**Task directions:** Update every row below by replacing "upstream model" with "first-pass detector" wherever it appears, leaving everything else unchanged. Don't include the pictures in your answer.
•••
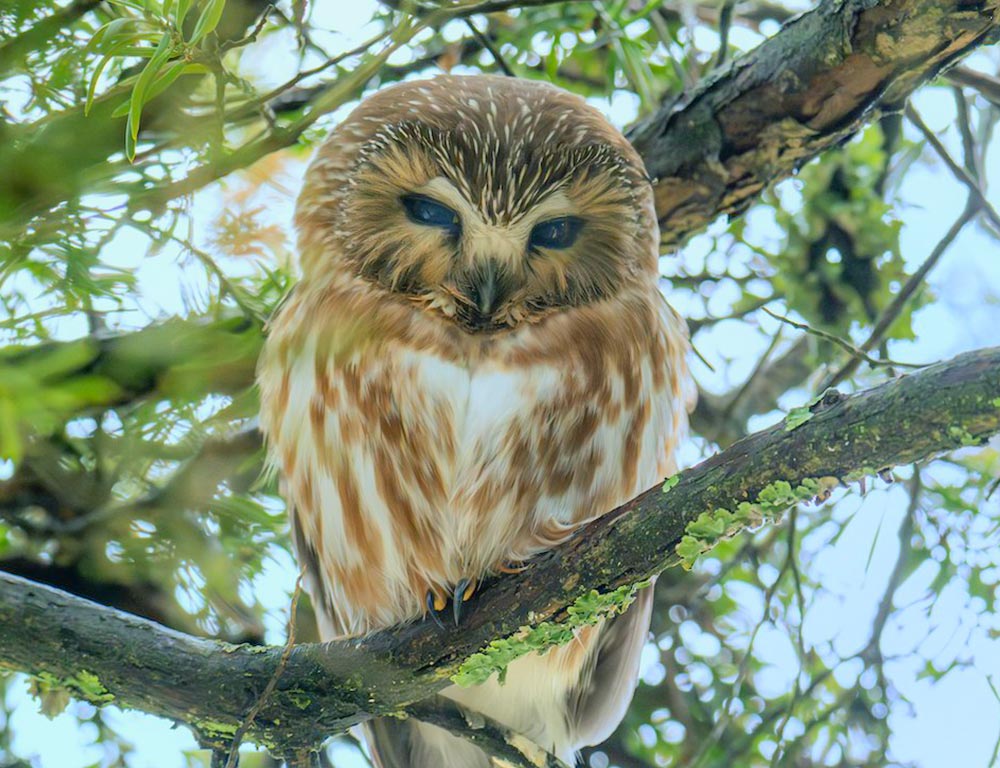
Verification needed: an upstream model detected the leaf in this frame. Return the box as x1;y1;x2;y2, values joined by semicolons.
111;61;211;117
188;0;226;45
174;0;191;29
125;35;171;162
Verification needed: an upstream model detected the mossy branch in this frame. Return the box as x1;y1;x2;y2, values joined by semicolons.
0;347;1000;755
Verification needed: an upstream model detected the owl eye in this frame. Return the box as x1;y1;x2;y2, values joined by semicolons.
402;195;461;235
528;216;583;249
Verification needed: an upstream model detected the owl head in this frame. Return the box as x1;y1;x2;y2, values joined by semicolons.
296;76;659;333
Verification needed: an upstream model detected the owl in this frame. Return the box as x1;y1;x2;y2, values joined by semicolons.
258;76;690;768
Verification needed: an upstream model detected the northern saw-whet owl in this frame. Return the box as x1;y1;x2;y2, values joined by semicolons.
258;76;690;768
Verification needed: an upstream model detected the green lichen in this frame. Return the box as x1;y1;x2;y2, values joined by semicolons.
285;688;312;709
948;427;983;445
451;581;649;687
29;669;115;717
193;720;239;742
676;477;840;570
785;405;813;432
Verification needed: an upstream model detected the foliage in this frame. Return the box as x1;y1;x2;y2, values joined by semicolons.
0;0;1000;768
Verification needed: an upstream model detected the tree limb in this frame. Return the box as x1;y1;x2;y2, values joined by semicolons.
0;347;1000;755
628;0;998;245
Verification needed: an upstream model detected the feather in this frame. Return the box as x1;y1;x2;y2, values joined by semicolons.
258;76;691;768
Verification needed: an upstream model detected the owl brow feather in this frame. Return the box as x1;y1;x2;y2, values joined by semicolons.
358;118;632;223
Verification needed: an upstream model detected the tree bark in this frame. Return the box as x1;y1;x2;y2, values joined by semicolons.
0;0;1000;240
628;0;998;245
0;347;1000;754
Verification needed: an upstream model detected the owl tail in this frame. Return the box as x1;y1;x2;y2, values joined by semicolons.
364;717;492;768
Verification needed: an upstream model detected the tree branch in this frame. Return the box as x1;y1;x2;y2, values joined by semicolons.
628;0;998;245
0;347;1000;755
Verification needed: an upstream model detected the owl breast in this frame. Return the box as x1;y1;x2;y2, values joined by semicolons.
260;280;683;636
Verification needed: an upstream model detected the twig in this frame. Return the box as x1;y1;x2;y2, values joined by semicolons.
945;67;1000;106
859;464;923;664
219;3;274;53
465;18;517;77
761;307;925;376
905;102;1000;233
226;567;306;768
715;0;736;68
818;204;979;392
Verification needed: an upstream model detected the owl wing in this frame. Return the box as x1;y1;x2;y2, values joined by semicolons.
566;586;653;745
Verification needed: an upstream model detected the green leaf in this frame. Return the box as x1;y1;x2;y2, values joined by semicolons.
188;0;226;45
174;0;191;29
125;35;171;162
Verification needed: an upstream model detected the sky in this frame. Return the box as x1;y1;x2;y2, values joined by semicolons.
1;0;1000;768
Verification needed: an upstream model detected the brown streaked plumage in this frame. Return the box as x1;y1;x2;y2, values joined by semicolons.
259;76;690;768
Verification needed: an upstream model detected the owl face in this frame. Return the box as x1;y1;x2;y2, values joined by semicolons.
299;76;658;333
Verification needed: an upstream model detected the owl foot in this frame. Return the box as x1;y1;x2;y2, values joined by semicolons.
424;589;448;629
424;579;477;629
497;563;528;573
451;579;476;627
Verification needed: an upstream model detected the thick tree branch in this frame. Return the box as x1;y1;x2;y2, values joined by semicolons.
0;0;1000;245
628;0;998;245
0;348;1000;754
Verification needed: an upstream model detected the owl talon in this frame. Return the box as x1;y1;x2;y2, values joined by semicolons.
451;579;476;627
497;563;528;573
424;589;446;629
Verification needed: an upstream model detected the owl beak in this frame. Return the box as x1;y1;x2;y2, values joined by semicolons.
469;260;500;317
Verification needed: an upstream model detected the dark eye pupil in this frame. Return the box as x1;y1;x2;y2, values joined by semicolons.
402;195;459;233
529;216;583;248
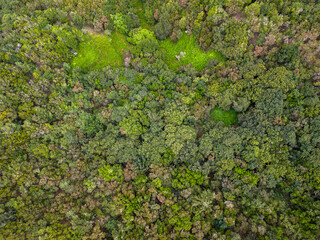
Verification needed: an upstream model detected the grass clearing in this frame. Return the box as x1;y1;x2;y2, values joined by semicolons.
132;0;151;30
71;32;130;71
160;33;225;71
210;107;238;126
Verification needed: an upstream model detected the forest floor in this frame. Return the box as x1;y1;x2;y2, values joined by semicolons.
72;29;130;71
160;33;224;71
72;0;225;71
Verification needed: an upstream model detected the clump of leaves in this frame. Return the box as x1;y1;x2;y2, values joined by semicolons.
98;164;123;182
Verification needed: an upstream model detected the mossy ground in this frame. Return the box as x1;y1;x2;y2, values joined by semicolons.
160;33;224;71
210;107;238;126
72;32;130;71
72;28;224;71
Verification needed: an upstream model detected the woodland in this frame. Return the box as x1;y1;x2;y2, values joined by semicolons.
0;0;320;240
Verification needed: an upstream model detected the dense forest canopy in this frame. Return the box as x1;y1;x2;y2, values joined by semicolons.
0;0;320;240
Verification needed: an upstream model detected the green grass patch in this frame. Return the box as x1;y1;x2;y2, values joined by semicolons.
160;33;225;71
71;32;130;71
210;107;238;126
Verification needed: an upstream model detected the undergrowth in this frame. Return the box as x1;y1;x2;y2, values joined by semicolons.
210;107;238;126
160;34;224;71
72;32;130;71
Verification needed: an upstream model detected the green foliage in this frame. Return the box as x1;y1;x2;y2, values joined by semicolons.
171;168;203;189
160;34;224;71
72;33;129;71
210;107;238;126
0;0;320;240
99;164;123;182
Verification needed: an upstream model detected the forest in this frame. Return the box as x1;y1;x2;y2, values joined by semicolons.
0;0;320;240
•••
**Completed exercise:**
Verification needed: an first-pass detector detected the leaf in this frame. Return the box as x1;y1;x2;y2, values joined by semicolons.
111;61;211;117
188;0;226;45
174;0;191;29
125;35;171;162
Verification needed: an first-pass detector detected the mossy branch in this frame. Return the box as x1;y1;x2;y2, values joined by semicolons.
0;347;1000;755
Verification needed: an first-pass detector detected the owl eye in this frame. Return the box as x1;y1;x2;y2, values joined by semicolons.
402;195;461;235
528;216;583;249
Verification needed: an first-pass detector detected the owl head in this frame. Return the box as x1;y1;x2;y2, values joined by semicolons.
296;76;659;333
Verification needed: an first-pass detector detected the owl in this frame. Return the box as x1;y1;x2;y2, values joined by semicolons.
258;76;690;768
Verification needed: an first-pass detector detected the northern saw-whet owl in this frame. Return the box as x1;y1;x2;y2, values joined by semicolons.
258;76;690;768
Verification needed: an first-pass detector detected the green lichen in this frame. Return the box as x1;y1;x2;y2, values joined by semicolons.
285;688;312;709
948;427;983;445
451;581;649;687
29;669;115;717
193;720;239;742
676;477;840;570
785;405;813;432
Verification needed: an first-pass detector detected the foliage in this frame. Return the box as x1;y1;x2;y2, values joined by semicolons.
0;0;1000;768
Verification needed: an first-pass detector detected the tree limb in this frame. Return the box as x1;y1;x2;y2, values joined by semicolons.
0;347;1000;755
628;0;998;245
Verification needed: an first-pass detector detected the feather in this frame. Return the box as x1;y1;x2;y2, values joined by semicolons.
258;76;691;768
Verification needed: an first-pass detector detected the owl brow feather in this frame. Return the box as x1;y1;x2;y2, values joined by semicolons.
358;118;632;223
Verification needed: an first-pass detector detected the tree bark in this frame. Return the box as x1;y1;x2;y2, values joined by semicolons.
0;0;1000;240
628;0;998;245
0;347;1000;754
Verification needed: an first-pass detector detected the owl tail in this frame. Return the box as x1;y1;x2;y2, values joined by semicolons.
364;717;492;768
Verification needed: an first-pass detector detected the tree branch in this frame. Return the box as x1;y1;x2;y2, values joined by semicolons.
628;0;998;245
0;347;1000;755
Verification needed: an first-pass detector detected the owl breast in this frame. Return the box as x1;y1;x2;y2, values joined by semicolons.
260;280;683;636
Verification needed: an first-pass detector detected the twig in this frame. Return the box as x1;y1;x2;y2, values joined by semicolons.
945;67;1000;106
859;464;923;664
219;3;274;53
465;18;517;77
761;307;925;376
905;102;1000;233
226;567;306;768
715;0;736;68
818;204;979;392
Verification needed: an first-pass detector detected the owl wing in this frame. Return the box as x1;y1;x2;y2, values joined by semicolons.
566;586;653;745
Verification needed: an first-pass detector detected the green leaf in this frame. Return the box as x1;y1;x2;y2, values joined by semicolons.
188;0;226;45
174;0;191;29
125;35;171;162
Verification needed: an first-pass detector detected the sky in this frame. Return the box as x1;y1;x2;y2, values joined by semicolons.
1;0;1000;768
Verification needed: an first-pass detector detected the brown streaked plumage in this frame. Return the box as x1;y1;x2;y2, values joined by semicolons.
259;76;690;768
Verification needed: an first-pass detector detected the owl face in this frame. Return the box as x1;y1;x2;y2, values joined by semicolons.
299;76;658;333
Verification needed: an first-pass detector detected the owl foot in this frame. Return the box as x1;y1;x2;y2, values joined by semicolons.
424;589;448;629
424;579;477;629
497;563;528;573
451;579;476;627
Verification needed: an first-pass detector detected the thick tree branch in this frame. Return the box as x1;y1;x2;y2, values joined by semicolons.
0;0;1000;245
628;0;998;245
0;348;1000;754
Verification needed: an first-pass detector detected the owl talon in this frame. Return the box as x1;y1;x2;y2, values joined by semicolons.
451;579;476;627
497;563;528;573
424;589;446;629
Verification needed: an first-pass detector detected the owl beak in this frame. Return the box as x1;y1;x2;y2, values joined by semicolons.
469;260;500;317
Verification needed: an first-pass detector detected the dark eye pupil in this frame. Return the box as x1;y1;x2;y2, values joined by semicolons.
402;195;459;233
529;216;583;248
Verification needed: an first-pass detector detected the grass clearing in this frame. Return the box as x1;y1;x2;y2, values joined by semicolons.
132;0;151;30
71;32;130;71
160;33;225;71
210;107;238;126
Verification needed: an first-pass detector detected the forest floor in this frame. Return the box as x1;y1;x2;y2, values joined by semicolons.
72;29;130;71
160;33;224;71
72;0;225;71
Verification needed: an first-pass detector detected the clump of leaves in this frame. Return the box as x1;y1;x2;y2, values joined by semicolons.
98;164;123;182
Verification needed: an first-pass detector detected the mossy ground in this frame. Return the box as x1;y1;x2;y2, values joined by semicolons.
160;33;224;71
210;107;238;126
72;32;130;71
72;28;224;71
Verification needed: an first-pass detector detected the woodland in this frame. Return the box as x1;y1;x2;y2, values joined by semicolons.
0;0;320;240
Verification needed: an first-pass detector detected the dense forest canopy in this frame. Return the box as x1;y1;x2;y2, values joined by semicolons.
0;0;320;240
Verification needed: an first-pass detector detected the green grass patch in this frame. Return the box as x1;y1;x2;y2, values joined by semicolons.
160;33;225;71
71;32;130;71
210;107;238;126
Verification needed: an first-pass detector detected the undergrowth in this frame. Return the box as x1;y1;x2;y2, values joined by semicolons.
210;107;238;126
160;34;224;71
72;32;130;71
Verification needed: an first-pass detector detected the green foliage in this frame. Return the box as x1;y1;x2;y2, values joined by semicolons.
171;168;203;189
160;34;224;71
72;33;129;71
210;107;238;126
0;0;320;240
99;164;123;182
Verification needed: an first-pass detector detected the forest in this frame. Return the box as x1;y1;x2;y2, values joined by semicolons.
0;0;320;240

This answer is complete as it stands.